▶ TASK DIRECTIONS
Write the lines below as a JSON list of strings, one string per line, leaving out any blank lines.

----

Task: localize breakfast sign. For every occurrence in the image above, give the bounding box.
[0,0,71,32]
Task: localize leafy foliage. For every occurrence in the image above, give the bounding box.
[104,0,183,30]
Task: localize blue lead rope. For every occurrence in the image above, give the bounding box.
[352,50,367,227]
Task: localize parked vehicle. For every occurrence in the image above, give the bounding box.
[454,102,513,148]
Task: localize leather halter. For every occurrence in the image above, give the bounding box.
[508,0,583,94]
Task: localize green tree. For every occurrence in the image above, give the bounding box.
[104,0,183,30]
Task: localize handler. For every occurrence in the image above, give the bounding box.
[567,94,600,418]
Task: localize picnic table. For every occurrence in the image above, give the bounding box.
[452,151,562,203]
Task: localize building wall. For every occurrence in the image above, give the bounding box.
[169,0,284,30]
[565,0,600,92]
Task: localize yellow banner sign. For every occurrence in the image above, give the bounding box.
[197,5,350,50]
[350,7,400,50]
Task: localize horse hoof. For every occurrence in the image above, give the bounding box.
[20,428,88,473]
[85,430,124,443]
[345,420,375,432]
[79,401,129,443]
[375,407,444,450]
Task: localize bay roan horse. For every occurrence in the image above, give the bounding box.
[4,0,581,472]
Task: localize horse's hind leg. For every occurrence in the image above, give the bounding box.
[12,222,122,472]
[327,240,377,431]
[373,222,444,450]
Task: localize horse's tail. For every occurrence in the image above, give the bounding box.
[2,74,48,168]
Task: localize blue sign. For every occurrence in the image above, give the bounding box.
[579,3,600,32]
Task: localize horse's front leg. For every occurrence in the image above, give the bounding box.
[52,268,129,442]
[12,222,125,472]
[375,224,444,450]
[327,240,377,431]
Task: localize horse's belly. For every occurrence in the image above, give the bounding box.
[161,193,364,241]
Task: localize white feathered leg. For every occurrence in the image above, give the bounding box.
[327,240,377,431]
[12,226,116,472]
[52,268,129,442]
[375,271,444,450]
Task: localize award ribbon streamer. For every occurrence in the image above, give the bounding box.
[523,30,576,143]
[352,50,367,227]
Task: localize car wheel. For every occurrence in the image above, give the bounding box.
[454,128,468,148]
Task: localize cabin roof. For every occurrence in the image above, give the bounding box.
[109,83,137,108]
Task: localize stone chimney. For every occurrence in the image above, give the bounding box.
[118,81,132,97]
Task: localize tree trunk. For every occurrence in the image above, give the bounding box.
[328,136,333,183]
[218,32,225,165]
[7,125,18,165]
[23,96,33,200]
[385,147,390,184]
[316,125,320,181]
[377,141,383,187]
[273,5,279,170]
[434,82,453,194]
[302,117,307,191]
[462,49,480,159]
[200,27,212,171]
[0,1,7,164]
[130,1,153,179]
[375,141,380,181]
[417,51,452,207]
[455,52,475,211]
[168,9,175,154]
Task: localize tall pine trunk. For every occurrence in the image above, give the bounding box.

----

▶ EXERCISE RESULT
[
  "Task: localize breakfast sign. For every occurrence in the image above, give the bounding box.",
  "[0,0,71,32]",
  "Task: localize leafy foliage. For every occurrence in the image above, give the bounding box.",
  "[104,0,183,30]",
  "Task: localize blue lead rope. For every occurrence in the image above, give the bounding box.",
  "[352,50,367,227]",
  "Task: localize parked vehicle. For every occurrence in the image above, give the bounding box.",
  "[454,102,513,148]",
  "Task: localize leather halter. For every occurrence in the image above, give the bounding box.",
  "[508,0,583,94]",
  "Task: localize green tree. For every occurrence in the image above, give the bounding box.",
  "[104,0,183,30]",
  "Task: localize handler. For every occurrence in the image above, give the bounding box.",
  "[567,94,600,418]",
  "Task: localize picnic table. For every occurrence in the image above, give the bounding box.",
  "[452,151,562,203]",
  "Task: localize building wall. For every occurrence in the image above, give the bounding box.",
  "[169,0,284,30]",
  "[565,0,600,92]",
  "Task: localize yellow banner sign. For every occurrence in the image above, give the bounding box.",
  "[197,5,350,50]",
  "[350,7,400,50]",
  "Task: localize horse hoof. For every occurrence in the image above, give the bounding box.",
  "[20,428,88,473]",
  "[85,430,124,443]",
  "[345,420,375,432]",
  "[79,401,129,443]",
  "[375,407,444,450]",
  "Task: localize bay roan horse. For every occurrence in the image above, give the bounding box.",
  "[4,0,581,472]",
  "Task: localize horse's hind leg. For every occurrence in the image above, give the bounding box.",
  "[12,222,122,472]",
  "[327,240,377,431]",
  "[373,222,444,450]",
  "Task: localize horse's tail. For every occurrence in the image above, give the bounding box.",
  "[2,74,48,168]",
  "Task: localize blue sign. For every occurrence in the image above, give the bounding box.",
  "[579,3,600,32]",
  "Task: localize horse's front leg. For every occurrence in the image above, give the bounding box.",
  "[52,268,129,442]",
  "[12,222,125,472]",
  "[375,224,444,450]",
  "[327,240,377,431]",
  "Task: localize horse's belly. For every occurrence in the image above, give the bounding box.",
  "[161,193,364,241]",
  "Task: localize white feathered leg. For every occurrence in the image above, give the bounding box.",
  "[327,240,377,431]",
  "[12,226,116,472]",
  "[52,268,129,442]",
  "[375,271,444,450]",
  "Task: localize award ribbon streamer. For every occurrence in the image above, give the bounding box.",
  "[523,30,576,143]",
  "[352,50,367,227]",
  "Task: localize car wheel. For every occurrence in the image above, give the bounding box.",
  "[454,128,468,148]",
  "Task: localize cabin roof. For every occurrence in the image above, give the bounding box.",
  "[109,83,137,108]",
  "Task: localize stone chimney. For every occurrence in the image above, give the bounding box.",
  "[118,81,132,97]",
  "Task: localize tree trunk. For every occurrence in the image above, give the bounding box.",
  "[328,136,333,183]",
  "[218,32,225,165]",
  "[7,125,18,165]",
  "[23,96,33,200]",
  "[385,147,390,184]",
  "[316,125,320,181]",
  "[377,141,383,187]",
  "[273,5,279,170]",
  "[434,82,453,194]",
  "[302,117,307,191]",
  "[462,49,480,159]",
  "[200,27,212,171]",
  "[0,1,7,164]",
  "[130,1,153,179]",
  "[375,141,380,181]",
  "[417,51,452,207]",
  "[455,52,475,211]",
  "[168,9,175,154]",
  "Task: localize tall pine trunk. For every occurrence in the image above, give the bounding box."
]